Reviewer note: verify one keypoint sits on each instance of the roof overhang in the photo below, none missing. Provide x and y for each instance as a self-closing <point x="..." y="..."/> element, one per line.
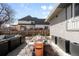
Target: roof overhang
<point x="59" y="7"/>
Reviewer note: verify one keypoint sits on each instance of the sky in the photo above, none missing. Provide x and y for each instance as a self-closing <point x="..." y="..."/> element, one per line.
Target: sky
<point x="39" y="10"/>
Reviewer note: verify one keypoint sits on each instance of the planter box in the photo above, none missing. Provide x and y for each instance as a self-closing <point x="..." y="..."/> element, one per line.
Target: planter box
<point x="74" y="49"/>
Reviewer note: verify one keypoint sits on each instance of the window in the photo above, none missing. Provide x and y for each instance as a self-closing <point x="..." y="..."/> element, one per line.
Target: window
<point x="76" y="11"/>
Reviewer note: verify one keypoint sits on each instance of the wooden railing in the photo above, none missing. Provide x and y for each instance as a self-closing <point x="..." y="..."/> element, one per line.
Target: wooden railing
<point x="30" y="32"/>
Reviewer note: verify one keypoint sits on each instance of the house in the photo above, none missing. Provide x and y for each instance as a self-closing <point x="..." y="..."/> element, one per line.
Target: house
<point x="64" y="24"/>
<point x="29" y="22"/>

Exercise brief:
Each line of the data must be transcribed exactly; pictures are not carried over.

Task result:
Reviewer note: verify one keypoint sits on each instance of the roof overhang in the photo below, none missing. Provide x and y for each instance as a self-closing <point x="..." y="..."/> element, one per line.
Target: roof overhang
<point x="59" y="7"/>
Reviewer note: verify one keypoint sits on each instance of the sky in the photo above, none missing. Provide x and y for each instance as a self-closing <point x="..." y="..."/> element, one per line.
Target: sky
<point x="39" y="10"/>
Reviewer note: verify one keypoint sits on each instance of the planter box in the photo above, none missing. Provide x and y for each instance as a self-closing <point x="..." y="..."/> element, one per line.
Target: planter box
<point x="74" y="49"/>
Reviewer note: verify one keypoint sits on each instance of the window in the photo above, none missing. Provide x and y for each instance as a self-closing <point x="..." y="..."/> element, one per line.
Target: window
<point x="76" y="11"/>
Reviewer note: verify one keypoint sits on each instance of the wooden railing in the photo above, none missing. Provide x and y for each instance as a self-closing <point x="..." y="..."/> element, one per line.
Target: wooden railing
<point x="30" y="32"/>
Reviewer note: verify one keypoint sits on each instance of the house in the photo above, none missing. Provide x and y for each instance as a self-closing <point x="..." y="..."/> element, one per line.
Target: house
<point x="64" y="24"/>
<point x="29" y="22"/>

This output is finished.